Dataset records:
★ ★ ★ ★

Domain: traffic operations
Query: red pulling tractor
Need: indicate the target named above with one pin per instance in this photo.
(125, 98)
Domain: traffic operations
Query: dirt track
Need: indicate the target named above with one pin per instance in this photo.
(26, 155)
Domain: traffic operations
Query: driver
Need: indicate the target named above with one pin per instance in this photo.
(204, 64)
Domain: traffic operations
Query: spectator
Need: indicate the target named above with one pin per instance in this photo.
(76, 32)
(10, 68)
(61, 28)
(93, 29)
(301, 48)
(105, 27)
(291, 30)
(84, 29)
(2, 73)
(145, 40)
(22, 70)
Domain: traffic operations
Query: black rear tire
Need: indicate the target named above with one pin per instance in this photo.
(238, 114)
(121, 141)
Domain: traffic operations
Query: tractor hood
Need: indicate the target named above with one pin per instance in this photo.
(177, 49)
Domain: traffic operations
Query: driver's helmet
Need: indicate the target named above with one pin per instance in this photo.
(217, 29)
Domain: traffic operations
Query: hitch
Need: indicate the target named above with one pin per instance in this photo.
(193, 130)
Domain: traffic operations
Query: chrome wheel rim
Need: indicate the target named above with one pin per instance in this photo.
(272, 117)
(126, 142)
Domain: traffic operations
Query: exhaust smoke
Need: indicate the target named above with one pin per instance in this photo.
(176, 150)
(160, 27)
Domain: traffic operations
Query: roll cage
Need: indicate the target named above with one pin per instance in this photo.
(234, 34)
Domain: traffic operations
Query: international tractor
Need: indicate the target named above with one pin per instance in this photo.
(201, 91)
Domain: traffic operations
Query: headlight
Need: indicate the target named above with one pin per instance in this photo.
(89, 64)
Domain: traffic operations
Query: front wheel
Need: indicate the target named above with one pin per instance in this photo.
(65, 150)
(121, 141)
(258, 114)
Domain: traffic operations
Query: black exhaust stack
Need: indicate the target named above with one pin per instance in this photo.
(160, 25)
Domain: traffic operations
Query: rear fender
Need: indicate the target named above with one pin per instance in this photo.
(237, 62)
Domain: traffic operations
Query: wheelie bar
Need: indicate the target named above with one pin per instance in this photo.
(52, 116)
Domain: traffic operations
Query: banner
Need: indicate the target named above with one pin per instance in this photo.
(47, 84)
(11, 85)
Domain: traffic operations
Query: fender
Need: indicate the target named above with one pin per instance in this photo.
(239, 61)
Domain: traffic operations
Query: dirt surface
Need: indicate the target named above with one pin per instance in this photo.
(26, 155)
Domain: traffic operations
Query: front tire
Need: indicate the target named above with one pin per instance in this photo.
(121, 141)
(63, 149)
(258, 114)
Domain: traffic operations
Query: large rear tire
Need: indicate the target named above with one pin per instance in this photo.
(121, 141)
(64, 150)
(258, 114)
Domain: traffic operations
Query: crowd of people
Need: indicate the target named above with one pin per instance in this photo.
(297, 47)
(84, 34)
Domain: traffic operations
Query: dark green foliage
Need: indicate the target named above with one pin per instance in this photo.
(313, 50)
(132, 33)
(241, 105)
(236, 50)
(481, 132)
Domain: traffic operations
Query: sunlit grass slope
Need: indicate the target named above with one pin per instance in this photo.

★ ★ ★ ★

■ WHAT YOU ARE ASKED TO DO: The entire set of records should be returned exactly.

■ WRITTEN RESPONSE:
Domain: traffic operations
Query: red pulling tractor
Need: indicate the target named above with one pin per instance in this photo.
(125, 98)
Domain: traffic operations
Query: dirt track
Need: indicate the target named above with one pin per instance in this photo.
(26, 155)
Domain: traffic operations
Query: driver
Need: indicate the target named above with one pin per instance in this photo.
(204, 64)
Domain: traffic operations
Query: spectator
Need: indicate the target named above with one pin per instance in this photo.
(76, 32)
(10, 68)
(61, 28)
(93, 29)
(301, 48)
(105, 27)
(291, 30)
(84, 29)
(2, 73)
(145, 40)
(22, 70)
Domain: traffic operations
Query: black rear tire
Need: indicate the target named above with one pin per instance in this photo.
(238, 114)
(121, 141)
Domain: traffic operations
Query: tractor hood
Need: indicate the target named above with one pin per instance in this photo.
(177, 49)
Domain: traffic operations
Query: driver's helmet
Need: indicate the target named above with one pin per instance in this photo.
(217, 29)
Domain: traffic operations
Query: hitch
Need: indicate the target named above with one pin per instance in this photo.
(193, 130)
Domain: traffic operations
Query: chrome wheel rim
Need: indicate the target named above with one pin per instance in this photo.
(272, 117)
(126, 142)
Domain: traffic operations
Query: exhaust smoke
Need: indicate the target named above with one pin per instance in this photo.
(176, 150)
(160, 27)
Domain: traffic operations
Query: roll cage
Need: indicate the target named above with one pin per instance in this photo.
(234, 34)
Domain: traffic operations
Query: international tractor
Need: indicate the target named above with one pin per instance in this photo.
(201, 91)
Domain: traffic operations
Query: headlight
Need: indicate the target named above with one pin per instance in this photo.
(89, 64)
Domain: traffic operations
Query: front wheel
Need: indicate the target named above with one pin per instance in this photo.
(65, 150)
(121, 141)
(258, 114)
Domain: traffic operations
Query: black exhaust stack
Need: indicate the target named above with one pin per instance in this photo.
(160, 25)
Domain: traffic operations
Query: rear fender
Need: indicate the target named above with one pin per instance in this photo.
(237, 62)
Domain: traffic operations
Query: wheelie bar
Need: indicate the target named above with one pin per instance in this photo.
(52, 116)
Domain: traffic operations
Query: banner
Need: indicate the target named above with one pin per instance in this photo.
(47, 84)
(11, 85)
Domain: traffic operations
Query: fender
Need: indicate the target named above with one pin per instance in this photo.
(239, 61)
Domain: traffic operations
Query: dirt surface
Need: indicate the target named above with one pin per instance in this photo.
(26, 155)
Domain: traffic operations
Query: front tire
Need: indicate the target named above with one pin per instance in this photo.
(121, 141)
(63, 149)
(258, 114)
Domain: traffic operations
Query: large rear tire
Need: indicate the target named above with one pin per instance in this photo.
(121, 141)
(64, 150)
(258, 114)
Domain: traffic operations
Query: crowd of people
Need: indicate the target named above with one pin per instance in this photo.
(297, 47)
(84, 34)
Domain: traffic operations
Query: dark green foliage
Need: indicate the target named above with one pin per instance in this photo.
(313, 50)
(132, 33)
(241, 105)
(236, 50)
(481, 132)
Domain: traffic operations
Query: sunlit grass slope
Need: indicate the target named above with one pin per instance in this photo.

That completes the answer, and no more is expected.